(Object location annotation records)
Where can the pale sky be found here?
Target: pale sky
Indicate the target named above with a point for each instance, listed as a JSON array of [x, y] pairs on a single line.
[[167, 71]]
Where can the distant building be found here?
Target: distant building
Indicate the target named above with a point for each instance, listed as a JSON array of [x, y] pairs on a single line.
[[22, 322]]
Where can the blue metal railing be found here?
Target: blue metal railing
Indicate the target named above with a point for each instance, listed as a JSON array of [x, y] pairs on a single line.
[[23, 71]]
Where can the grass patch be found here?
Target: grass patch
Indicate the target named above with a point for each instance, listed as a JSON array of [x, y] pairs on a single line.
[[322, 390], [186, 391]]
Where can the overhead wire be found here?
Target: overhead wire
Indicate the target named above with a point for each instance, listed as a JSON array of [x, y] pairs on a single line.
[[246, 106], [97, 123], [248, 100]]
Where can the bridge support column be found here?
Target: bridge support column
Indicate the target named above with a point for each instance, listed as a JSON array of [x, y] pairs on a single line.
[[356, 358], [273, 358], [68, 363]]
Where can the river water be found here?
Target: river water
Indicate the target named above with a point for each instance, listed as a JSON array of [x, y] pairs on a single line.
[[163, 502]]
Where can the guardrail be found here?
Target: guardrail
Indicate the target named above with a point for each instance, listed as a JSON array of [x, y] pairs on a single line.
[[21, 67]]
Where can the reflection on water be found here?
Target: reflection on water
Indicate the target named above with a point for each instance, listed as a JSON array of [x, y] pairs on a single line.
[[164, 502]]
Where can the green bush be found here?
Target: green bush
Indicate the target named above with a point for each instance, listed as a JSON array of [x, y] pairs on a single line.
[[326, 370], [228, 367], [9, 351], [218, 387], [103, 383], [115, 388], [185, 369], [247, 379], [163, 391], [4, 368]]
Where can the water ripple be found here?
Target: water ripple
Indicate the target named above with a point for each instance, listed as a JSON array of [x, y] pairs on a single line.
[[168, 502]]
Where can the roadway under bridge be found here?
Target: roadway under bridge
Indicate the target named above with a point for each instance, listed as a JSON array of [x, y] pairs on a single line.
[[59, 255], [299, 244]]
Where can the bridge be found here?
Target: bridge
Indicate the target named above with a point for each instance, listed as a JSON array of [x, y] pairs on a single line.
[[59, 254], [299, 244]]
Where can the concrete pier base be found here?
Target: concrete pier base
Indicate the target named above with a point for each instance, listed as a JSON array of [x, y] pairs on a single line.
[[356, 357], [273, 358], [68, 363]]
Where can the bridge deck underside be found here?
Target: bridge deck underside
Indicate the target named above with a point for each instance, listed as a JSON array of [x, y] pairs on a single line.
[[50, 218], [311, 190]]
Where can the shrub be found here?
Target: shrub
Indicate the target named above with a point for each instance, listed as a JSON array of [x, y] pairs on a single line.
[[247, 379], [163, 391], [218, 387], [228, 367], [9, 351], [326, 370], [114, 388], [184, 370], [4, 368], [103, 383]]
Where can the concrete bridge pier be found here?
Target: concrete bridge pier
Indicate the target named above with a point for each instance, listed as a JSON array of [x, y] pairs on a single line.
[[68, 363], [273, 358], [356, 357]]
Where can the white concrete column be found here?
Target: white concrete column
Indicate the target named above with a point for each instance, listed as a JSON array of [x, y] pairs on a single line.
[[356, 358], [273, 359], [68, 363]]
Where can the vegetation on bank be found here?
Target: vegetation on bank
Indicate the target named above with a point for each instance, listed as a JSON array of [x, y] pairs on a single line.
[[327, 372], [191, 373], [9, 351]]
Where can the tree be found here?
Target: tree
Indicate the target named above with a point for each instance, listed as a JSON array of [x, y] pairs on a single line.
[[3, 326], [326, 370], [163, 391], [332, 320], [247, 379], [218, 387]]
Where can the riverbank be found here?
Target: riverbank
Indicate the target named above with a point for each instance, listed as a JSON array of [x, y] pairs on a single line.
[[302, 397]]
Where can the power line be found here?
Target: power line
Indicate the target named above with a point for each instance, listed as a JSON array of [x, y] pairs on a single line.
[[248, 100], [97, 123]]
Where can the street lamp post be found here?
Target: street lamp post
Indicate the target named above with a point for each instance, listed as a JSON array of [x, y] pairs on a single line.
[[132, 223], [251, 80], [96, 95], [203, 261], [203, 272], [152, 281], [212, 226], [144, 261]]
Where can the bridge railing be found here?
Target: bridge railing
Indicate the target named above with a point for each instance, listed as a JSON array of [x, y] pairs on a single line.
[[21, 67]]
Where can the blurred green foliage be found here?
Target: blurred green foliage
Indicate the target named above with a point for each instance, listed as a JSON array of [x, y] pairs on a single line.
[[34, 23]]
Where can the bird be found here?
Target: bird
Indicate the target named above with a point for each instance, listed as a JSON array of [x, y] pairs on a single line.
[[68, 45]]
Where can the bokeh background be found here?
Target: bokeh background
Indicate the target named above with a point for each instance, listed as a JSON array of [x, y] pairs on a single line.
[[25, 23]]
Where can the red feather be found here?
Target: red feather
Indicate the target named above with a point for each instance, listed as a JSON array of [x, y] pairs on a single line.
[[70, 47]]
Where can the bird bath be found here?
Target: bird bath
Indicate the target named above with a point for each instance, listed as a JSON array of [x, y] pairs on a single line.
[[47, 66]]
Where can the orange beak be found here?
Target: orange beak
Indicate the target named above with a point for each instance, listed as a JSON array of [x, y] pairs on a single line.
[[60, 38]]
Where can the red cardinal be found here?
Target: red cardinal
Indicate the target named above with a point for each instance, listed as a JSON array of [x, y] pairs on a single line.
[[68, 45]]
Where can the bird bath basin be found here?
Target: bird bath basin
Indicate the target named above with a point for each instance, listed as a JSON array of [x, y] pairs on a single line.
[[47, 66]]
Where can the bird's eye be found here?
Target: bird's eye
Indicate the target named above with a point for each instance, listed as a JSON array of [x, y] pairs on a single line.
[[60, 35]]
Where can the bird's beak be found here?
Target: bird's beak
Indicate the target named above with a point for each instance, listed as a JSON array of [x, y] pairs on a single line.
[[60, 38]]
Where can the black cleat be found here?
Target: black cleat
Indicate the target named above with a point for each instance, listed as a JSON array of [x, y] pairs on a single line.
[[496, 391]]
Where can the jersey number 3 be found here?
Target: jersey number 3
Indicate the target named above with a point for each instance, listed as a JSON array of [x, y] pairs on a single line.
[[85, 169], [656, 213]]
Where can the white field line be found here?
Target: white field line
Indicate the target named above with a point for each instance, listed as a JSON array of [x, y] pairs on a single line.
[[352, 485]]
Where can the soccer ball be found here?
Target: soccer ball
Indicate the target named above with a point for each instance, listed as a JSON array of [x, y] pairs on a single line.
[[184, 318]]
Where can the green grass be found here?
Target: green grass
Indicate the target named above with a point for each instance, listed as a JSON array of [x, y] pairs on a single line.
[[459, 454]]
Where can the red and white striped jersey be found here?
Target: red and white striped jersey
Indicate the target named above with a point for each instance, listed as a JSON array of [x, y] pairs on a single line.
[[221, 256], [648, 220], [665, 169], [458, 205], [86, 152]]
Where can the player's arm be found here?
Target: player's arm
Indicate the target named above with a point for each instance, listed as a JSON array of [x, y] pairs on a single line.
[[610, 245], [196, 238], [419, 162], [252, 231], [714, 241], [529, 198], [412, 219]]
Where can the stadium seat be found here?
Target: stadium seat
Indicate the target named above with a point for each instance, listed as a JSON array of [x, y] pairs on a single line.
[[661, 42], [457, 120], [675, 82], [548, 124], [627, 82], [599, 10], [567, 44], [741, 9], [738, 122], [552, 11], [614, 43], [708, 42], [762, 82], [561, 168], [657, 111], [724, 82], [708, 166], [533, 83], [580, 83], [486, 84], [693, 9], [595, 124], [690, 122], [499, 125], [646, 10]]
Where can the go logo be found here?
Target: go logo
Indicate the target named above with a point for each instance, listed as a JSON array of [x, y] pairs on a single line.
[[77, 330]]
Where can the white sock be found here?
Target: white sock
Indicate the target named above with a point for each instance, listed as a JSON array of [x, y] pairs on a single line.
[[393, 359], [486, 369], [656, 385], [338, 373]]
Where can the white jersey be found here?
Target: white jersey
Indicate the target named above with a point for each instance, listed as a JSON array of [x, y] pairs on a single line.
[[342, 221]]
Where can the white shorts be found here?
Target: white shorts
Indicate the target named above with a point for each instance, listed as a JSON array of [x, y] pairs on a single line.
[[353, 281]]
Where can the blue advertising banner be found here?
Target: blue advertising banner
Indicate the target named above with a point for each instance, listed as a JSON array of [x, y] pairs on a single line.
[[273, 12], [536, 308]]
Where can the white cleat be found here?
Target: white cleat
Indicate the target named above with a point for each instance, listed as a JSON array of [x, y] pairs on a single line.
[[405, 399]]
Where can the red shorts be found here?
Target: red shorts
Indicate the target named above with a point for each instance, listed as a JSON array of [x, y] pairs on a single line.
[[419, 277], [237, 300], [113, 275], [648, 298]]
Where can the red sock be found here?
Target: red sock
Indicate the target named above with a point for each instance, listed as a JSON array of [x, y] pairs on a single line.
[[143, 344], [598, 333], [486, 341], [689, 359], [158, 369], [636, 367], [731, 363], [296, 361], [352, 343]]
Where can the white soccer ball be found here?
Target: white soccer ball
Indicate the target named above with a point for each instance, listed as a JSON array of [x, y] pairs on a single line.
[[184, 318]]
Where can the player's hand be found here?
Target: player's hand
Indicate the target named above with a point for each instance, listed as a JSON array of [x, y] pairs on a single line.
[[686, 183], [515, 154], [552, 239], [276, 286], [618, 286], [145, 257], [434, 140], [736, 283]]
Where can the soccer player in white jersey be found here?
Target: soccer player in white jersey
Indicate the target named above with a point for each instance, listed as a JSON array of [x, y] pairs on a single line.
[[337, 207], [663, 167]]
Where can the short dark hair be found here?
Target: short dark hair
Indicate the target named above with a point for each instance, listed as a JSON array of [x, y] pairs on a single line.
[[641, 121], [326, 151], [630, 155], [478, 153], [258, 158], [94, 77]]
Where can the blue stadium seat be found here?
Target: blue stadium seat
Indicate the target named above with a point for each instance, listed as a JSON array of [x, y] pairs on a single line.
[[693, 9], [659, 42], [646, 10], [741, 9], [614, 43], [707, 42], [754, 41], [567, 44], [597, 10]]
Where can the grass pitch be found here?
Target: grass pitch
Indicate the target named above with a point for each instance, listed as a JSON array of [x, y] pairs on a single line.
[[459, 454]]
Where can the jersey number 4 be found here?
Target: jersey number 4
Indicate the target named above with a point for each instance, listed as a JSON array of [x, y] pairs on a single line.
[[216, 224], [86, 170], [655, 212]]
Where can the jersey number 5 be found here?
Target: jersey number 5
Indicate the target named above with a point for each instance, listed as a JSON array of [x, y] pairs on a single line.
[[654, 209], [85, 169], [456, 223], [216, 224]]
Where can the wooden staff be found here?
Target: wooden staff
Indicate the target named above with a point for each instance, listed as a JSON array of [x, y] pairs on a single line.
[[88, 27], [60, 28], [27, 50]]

Given problem
Resize the rows from the start of the records through the line containing "[[356, 358], [273, 358], [68, 363]]", both included, and write out only those lines in full, requests too. Multiply every point coordinate in the answers by 2.45 and round each result to a whole number, rounding halves up.

Exercise solution
Where can the pale sky be found here?
Target: pale sky
Indicate the target named above with a point for each instance, listed as a JSON array of [x, y] pairs on a single line.
[[409, 174]]
Where can the distant building be found here?
Target: distant building
Indicate the target named above with a point for each instance, listed as a JSON array of [x, y] pairs on a single line.
[[54, 789]]
Where can the blue metal railing be found here?
Target: blue metal railing
Indicate the target named above with a point for each instance, listed as a JSON array of [x, y] pairs on a single line.
[[56, 174]]
Where can the grass patch be found here?
Target: grass patch
Indicate the target named above with a point for each instance, listed as a JSON array of [x, y] pairs on a single line.
[[789, 956], [456, 958]]
Where can the overhead wire be found here?
Target: overhead wire
Indicate the target named above with a point for each instance, listed as a JSON array of [x, y] pairs on a single line.
[[603, 260], [238, 301], [608, 245]]
Where can the bridge support column be found here?
Target: bridge support column
Indicate the target named above with a point for each instance, listed as a JSON array of [x, y] pairs on a single line.
[[872, 877], [669, 877], [167, 889]]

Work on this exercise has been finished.